• _EXERCISE OBJECTIVE_: Extract every line from the items below that contains the word "tower", and list those lines.
========================
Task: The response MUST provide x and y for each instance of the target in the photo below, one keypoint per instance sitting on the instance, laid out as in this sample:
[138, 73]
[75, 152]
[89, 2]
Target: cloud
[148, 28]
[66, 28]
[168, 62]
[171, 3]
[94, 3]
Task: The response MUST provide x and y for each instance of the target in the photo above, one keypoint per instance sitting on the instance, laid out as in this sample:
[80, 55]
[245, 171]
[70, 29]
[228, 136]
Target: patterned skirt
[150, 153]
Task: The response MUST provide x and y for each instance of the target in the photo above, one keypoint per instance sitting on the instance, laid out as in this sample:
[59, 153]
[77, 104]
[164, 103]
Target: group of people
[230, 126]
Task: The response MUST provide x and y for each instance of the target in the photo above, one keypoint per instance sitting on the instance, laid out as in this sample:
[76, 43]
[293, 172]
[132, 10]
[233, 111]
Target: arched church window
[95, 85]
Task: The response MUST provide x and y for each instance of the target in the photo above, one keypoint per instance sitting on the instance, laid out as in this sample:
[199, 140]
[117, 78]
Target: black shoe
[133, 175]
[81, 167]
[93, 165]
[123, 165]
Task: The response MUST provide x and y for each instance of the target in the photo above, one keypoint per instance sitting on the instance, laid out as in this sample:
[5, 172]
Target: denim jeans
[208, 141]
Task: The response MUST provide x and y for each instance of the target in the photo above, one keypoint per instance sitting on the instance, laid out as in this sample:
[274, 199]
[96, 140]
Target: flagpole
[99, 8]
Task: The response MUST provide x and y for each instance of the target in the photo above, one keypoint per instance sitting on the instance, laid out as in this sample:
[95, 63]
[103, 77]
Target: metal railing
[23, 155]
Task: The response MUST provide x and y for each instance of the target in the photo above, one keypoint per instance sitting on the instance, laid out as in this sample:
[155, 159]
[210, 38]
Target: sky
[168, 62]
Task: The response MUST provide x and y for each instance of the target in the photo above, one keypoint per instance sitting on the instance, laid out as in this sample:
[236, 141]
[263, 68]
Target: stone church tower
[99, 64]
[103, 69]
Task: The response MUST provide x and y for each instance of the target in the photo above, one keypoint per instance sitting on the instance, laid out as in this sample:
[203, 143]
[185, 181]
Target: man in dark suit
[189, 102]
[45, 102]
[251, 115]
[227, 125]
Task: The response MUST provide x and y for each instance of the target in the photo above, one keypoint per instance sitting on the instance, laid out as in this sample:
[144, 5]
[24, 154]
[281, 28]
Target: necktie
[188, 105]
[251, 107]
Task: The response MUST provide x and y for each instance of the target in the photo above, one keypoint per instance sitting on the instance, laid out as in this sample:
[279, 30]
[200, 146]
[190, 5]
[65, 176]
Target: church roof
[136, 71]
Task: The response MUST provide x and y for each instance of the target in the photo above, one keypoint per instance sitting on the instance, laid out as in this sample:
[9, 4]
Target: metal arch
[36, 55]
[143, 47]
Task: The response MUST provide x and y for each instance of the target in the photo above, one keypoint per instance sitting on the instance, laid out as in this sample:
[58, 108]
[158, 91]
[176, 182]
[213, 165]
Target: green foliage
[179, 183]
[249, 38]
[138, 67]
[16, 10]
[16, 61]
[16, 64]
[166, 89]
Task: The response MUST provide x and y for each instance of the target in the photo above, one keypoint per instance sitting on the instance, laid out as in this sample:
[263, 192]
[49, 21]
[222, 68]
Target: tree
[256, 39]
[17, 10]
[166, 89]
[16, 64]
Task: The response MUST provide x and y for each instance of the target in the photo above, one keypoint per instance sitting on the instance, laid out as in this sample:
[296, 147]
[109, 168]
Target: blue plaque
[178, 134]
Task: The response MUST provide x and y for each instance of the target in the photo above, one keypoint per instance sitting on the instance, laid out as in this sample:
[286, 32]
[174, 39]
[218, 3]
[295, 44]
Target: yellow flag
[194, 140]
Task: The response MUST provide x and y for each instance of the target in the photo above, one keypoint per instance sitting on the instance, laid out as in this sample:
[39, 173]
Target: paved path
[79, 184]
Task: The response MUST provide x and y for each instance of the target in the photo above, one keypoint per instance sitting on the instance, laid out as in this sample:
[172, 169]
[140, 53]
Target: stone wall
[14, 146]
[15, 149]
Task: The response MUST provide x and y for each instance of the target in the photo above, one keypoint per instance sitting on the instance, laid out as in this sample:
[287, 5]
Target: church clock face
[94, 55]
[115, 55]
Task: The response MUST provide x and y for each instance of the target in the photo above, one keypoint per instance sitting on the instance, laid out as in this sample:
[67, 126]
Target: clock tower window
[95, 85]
========================
• _COMPLETED EXERCISE_:
Target: stone church tower
Target: clock tower window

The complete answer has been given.